Stored items from a collection
=====
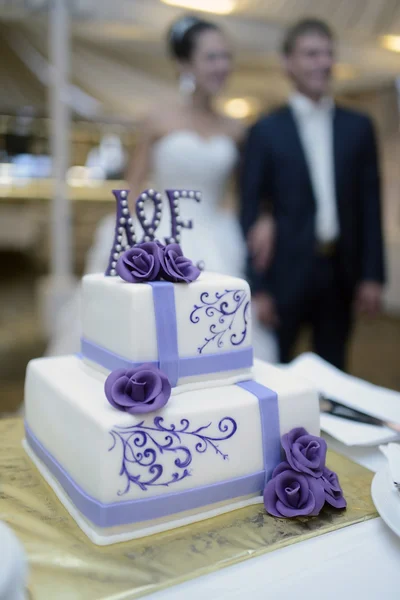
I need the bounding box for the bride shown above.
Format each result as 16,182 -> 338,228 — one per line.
48,16 -> 277,362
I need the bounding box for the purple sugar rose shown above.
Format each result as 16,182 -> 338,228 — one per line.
282,427 -> 327,477
264,463 -> 325,518
115,242 -> 160,283
160,244 -> 200,283
321,467 -> 347,508
104,364 -> 171,415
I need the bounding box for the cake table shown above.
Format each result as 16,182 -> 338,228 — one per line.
0,419 -> 400,600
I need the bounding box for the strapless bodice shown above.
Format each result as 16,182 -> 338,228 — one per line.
152,130 -> 238,212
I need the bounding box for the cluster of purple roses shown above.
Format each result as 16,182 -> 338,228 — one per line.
264,427 -> 346,518
115,241 -> 200,283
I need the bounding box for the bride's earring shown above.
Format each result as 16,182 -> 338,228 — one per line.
179,73 -> 196,96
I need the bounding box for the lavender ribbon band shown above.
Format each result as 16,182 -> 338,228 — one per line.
149,281 -> 179,387
79,338 -> 253,378
236,380 -> 282,488
25,381 -> 281,527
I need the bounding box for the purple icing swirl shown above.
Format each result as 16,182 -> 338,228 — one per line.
282,427 -> 327,477
116,242 -> 160,283
264,462 -> 325,518
104,364 -> 171,415
159,244 -> 201,283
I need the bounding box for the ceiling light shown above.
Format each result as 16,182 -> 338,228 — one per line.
224,98 -> 253,119
161,0 -> 237,15
382,35 -> 400,52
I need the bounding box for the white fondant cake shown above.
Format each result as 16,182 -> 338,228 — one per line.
82,273 -> 252,384
25,273 -> 319,544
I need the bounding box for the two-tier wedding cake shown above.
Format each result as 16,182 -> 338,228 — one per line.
24,190 -> 340,544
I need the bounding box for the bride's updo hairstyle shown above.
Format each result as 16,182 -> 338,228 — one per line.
167,15 -> 220,62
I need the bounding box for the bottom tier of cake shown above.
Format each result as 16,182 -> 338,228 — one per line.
24,356 -> 319,545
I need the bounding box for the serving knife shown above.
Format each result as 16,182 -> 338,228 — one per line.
319,395 -> 400,435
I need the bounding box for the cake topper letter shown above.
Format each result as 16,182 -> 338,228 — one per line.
105,190 -> 201,276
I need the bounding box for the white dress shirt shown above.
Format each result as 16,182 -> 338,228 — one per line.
290,93 -> 339,242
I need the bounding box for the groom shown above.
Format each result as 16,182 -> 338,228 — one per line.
241,20 -> 385,369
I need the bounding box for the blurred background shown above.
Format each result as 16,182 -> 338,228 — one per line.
0,0 -> 400,414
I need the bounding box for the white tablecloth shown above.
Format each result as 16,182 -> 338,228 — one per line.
149,437 -> 400,600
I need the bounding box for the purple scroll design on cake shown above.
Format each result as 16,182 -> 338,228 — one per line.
165,190 -> 201,244
109,417 -> 237,496
105,190 -> 136,276
190,290 -> 250,354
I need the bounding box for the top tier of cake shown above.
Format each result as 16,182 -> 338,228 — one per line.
82,273 -> 253,386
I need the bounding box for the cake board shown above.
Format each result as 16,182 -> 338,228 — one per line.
0,419 -> 377,600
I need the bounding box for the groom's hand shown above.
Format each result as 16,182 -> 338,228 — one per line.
253,292 -> 279,327
247,215 -> 275,273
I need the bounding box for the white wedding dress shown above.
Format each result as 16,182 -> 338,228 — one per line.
47,130 -> 277,362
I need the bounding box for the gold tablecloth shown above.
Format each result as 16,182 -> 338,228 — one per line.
0,419 -> 377,600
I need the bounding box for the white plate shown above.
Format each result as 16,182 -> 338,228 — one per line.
371,465 -> 400,537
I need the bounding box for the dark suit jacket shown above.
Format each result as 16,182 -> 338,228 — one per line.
241,106 -> 385,304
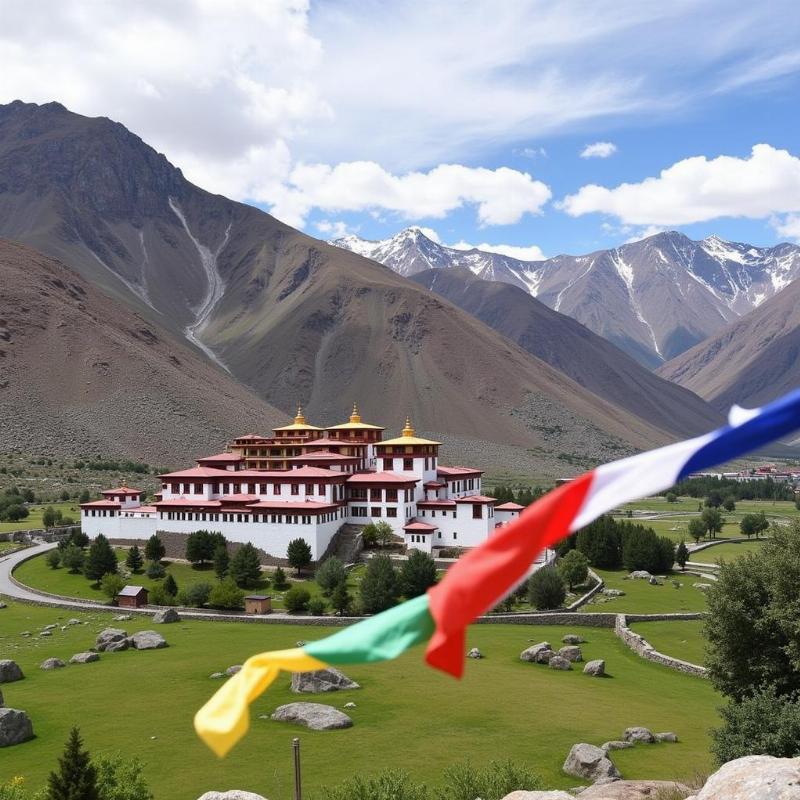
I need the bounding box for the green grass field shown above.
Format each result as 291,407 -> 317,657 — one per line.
0,603 -> 720,800
631,620 -> 705,664
691,540 -> 764,564
0,501 -> 81,533
581,569 -> 706,614
14,548 -> 364,608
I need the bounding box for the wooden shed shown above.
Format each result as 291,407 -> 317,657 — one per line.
117,586 -> 147,608
244,594 -> 272,614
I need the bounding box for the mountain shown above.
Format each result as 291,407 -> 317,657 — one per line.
0,239 -> 284,464
0,102 -> 669,474
334,228 -> 800,367
658,281 -> 800,410
414,267 -> 723,437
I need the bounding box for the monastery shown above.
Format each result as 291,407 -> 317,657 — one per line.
81,405 -> 523,560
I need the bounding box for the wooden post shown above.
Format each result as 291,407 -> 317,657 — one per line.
292,736 -> 303,800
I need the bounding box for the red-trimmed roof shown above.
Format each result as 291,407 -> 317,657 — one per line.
100,486 -> 142,496
347,472 -> 419,484
455,494 -> 497,504
403,522 -> 439,533
197,453 -> 244,464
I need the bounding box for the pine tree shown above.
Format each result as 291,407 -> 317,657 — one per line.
45,728 -> 100,800
144,533 -> 167,561
125,545 -> 144,572
214,544 -> 231,580
83,533 -> 117,581
230,542 -> 262,589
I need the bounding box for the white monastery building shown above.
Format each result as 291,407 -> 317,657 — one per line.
81,406 -> 523,560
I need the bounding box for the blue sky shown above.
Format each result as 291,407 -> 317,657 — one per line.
0,0 -> 800,257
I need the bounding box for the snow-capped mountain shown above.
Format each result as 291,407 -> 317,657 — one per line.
332,228 -> 800,367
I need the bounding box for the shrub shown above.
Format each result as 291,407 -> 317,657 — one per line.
144,533 -> 167,561
228,542 -> 261,589
208,578 -> 244,609
308,597 -> 327,617
100,572 -> 125,600
314,556 -> 347,597
144,561 -> 167,581
286,539 -> 311,575
556,550 -> 589,590
283,586 -> 311,614
400,550 -> 436,599
178,581 -> 211,608
528,566 -> 567,611
711,687 -> 800,764
359,556 -> 400,614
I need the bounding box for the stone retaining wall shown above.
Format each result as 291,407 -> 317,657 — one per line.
614,614 -> 708,678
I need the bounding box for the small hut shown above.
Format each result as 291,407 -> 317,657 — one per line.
117,586 -> 147,608
244,594 -> 272,614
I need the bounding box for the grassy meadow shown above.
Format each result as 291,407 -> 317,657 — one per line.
0,603 -> 720,800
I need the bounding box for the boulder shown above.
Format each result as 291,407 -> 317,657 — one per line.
600,739 -> 633,752
519,642 -> 553,663
0,658 -> 25,683
292,667 -> 361,694
583,658 -> 606,678
622,726 -> 656,744
69,651 -> 100,664
95,628 -> 128,653
0,708 -> 33,747
562,742 -> 620,781
128,631 -> 167,650
578,780 -> 692,800
153,608 -> 181,625
272,703 -> 353,731
655,731 -> 678,742
686,756 -> 800,800
558,644 -> 583,661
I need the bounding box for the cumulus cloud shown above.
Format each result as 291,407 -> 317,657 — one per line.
271,161 -> 551,225
559,144 -> 800,226
580,142 -> 617,158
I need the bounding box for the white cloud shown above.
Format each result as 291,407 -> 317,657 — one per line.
559,144 -> 800,226
271,161 -> 551,225
446,240 -> 547,261
580,142 -> 617,158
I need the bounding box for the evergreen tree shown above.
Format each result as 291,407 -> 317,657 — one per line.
144,533 -> 167,561
83,533 -> 117,581
162,572 -> 178,597
286,539 -> 311,575
214,544 -> 231,580
400,550 -> 436,599
230,542 -> 261,589
45,728 -> 100,800
125,545 -> 144,573
359,556 -> 400,614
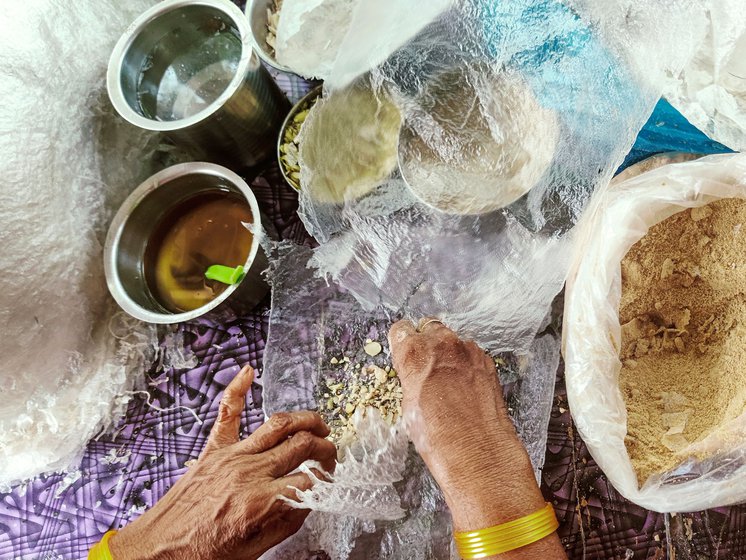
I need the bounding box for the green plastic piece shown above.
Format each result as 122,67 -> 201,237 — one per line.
205,264 -> 246,286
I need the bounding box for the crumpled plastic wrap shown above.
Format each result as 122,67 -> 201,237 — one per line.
665,0 -> 746,151
262,243 -> 559,560
563,154 -> 746,512
290,0 -> 696,351
0,0 -> 161,486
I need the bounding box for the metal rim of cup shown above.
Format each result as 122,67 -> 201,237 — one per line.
106,0 -> 254,132
104,162 -> 262,324
277,84 -> 324,191
241,0 -> 296,74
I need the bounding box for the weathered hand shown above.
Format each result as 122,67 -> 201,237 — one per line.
109,366 -> 337,560
389,320 -> 544,530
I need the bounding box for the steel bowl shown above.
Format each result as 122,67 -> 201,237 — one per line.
104,162 -> 269,324
277,85 -> 324,191
241,0 -> 295,74
107,0 -> 290,167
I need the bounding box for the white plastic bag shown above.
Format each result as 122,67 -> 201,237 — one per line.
563,154 -> 746,512
665,0 -> 746,150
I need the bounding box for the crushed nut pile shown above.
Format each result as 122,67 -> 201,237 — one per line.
319,340 -> 402,447
265,0 -> 282,56
280,91 -> 319,190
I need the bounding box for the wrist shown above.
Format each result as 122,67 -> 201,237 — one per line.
433,436 -> 545,531
109,518 -> 165,560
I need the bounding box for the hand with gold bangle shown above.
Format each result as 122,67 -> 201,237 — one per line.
89,319 -> 566,560
389,319 -> 566,560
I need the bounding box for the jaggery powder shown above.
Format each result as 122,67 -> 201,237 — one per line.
619,199 -> 746,485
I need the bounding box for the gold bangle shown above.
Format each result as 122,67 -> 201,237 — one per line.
88,531 -> 117,560
453,502 -> 559,560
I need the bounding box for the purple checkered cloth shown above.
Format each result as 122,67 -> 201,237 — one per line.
0,46 -> 746,560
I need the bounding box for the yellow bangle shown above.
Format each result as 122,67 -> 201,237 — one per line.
88,531 -> 117,560
453,503 -> 559,560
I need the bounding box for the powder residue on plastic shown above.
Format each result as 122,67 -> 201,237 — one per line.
620,199 -> 746,484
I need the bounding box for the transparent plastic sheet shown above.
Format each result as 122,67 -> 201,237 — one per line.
563,154 -> 746,512
292,0 -> 695,350
262,244 -> 559,560
665,0 -> 746,151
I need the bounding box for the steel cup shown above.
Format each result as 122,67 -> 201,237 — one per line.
107,0 -> 290,167
104,162 -> 271,324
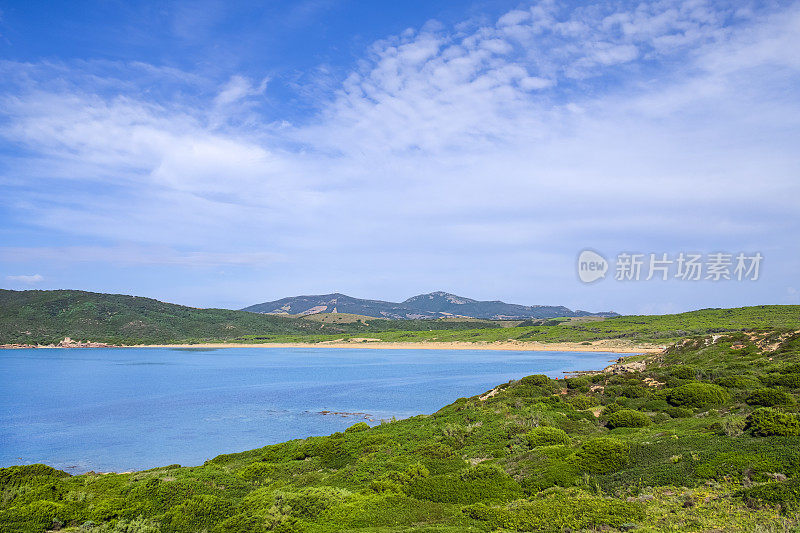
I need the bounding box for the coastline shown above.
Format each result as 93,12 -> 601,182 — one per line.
123,339 -> 666,355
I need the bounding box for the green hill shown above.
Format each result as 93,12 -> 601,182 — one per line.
0,289 -> 800,344
0,331 -> 800,533
0,290 -> 332,344
0,289 -> 499,344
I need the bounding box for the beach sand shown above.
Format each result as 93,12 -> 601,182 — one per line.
132,339 -> 666,354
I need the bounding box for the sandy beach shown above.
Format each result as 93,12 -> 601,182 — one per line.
128,339 -> 666,354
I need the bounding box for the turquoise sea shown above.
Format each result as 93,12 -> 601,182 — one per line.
0,347 -> 618,473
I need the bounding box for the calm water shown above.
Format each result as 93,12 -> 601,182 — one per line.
0,348 -> 617,473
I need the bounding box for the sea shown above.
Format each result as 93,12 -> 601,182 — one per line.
0,347 -> 618,474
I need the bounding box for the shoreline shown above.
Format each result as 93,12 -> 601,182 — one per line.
121,340 -> 666,355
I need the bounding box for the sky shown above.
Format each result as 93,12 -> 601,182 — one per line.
0,0 -> 800,313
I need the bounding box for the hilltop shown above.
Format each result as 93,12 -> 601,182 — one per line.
242,291 -> 617,320
0,329 -> 800,533
0,289 -> 499,344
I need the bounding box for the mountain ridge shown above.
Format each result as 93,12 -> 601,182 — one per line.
241,291 -> 618,320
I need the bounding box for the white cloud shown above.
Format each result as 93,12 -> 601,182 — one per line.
0,245 -> 285,268
214,76 -> 269,106
6,274 -> 44,285
0,1 -> 800,310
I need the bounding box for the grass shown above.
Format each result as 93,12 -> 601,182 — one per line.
0,326 -> 800,533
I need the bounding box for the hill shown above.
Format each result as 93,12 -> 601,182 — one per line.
242,291 -> 617,320
0,331 -> 800,533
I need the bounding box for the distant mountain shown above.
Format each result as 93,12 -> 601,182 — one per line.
242,291 -> 617,320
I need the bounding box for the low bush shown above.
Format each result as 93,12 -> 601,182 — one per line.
746,407 -> 800,437
575,437 -> 629,474
464,494 -> 644,531
344,422 -> 369,433
745,389 -> 793,407
714,376 -> 760,389
566,378 -> 589,392
407,464 -> 523,504
664,407 -> 694,418
608,409 -> 652,429
667,382 -> 729,408
516,374 -> 550,387
764,374 -> 800,389
669,365 -> 697,379
567,394 -> 600,411
739,478 -> 800,512
525,427 -> 570,448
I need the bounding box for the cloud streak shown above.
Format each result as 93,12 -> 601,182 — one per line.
0,0 -> 800,307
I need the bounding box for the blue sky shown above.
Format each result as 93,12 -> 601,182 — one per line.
0,0 -> 800,313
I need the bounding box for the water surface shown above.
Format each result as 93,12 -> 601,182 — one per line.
0,347 -> 618,473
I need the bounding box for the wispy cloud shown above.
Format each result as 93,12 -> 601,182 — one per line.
0,246 -> 285,268
0,0 -> 800,307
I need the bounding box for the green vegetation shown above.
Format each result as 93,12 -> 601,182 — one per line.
0,289 -> 500,345
0,326 -> 800,533
0,289 -> 800,344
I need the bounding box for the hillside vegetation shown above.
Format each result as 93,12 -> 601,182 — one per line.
0,330 -> 800,533
0,289 -> 499,344
248,305 -> 800,344
0,290 -> 800,344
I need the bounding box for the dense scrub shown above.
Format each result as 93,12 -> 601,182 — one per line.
0,331 -> 800,533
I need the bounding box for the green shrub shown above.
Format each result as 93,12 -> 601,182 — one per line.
739,478 -> 800,512
664,407 -> 694,418
769,374 -> 800,389
667,383 -> 729,408
745,389 -> 793,407
608,409 -> 652,429
567,394 -> 600,411
566,378 -> 589,392
600,402 -> 625,420
525,426 -> 570,448
714,376 -> 760,389
641,398 -> 671,412
669,365 -> 697,379
575,437 -> 629,474
464,494 -> 644,531
746,407 -> 800,437
516,374 -> 551,386
162,494 -> 232,531
237,462 -> 276,482
407,464 -> 523,504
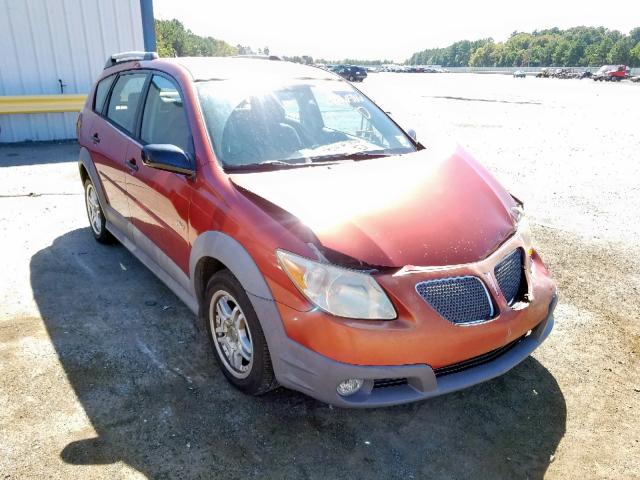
=====
## PROMPT
Can you write out the rows from the start through the line with "152,130 -> 238,212", substituting "enclosing rectangle" for "bounding box" and leaving everything else unchanged? Omit the pictures from your answer.

## EXERCISE RESULT
I need the enclosing rectangle for the bride shown above.
Format each result as 16,182 -> 338,228 — one per line.
48,16 -> 277,362
I need the enclosing rectangle for the purple sugar rose shown above.
Format each result as 16,182 -> 338,228 — one per line.
282,427 -> 327,477
264,463 -> 325,518
115,242 -> 160,283
160,244 -> 200,283
321,467 -> 347,508
104,364 -> 171,415
I need the enclosing rectangle for the cake table shown above.
Format each result as 16,182 -> 338,228 — one per line.
0,419 -> 400,600
I need the enclosing rectangle for the strapless bodice shown above.
Format each result as 16,182 -> 338,228 — one per line.
152,130 -> 238,212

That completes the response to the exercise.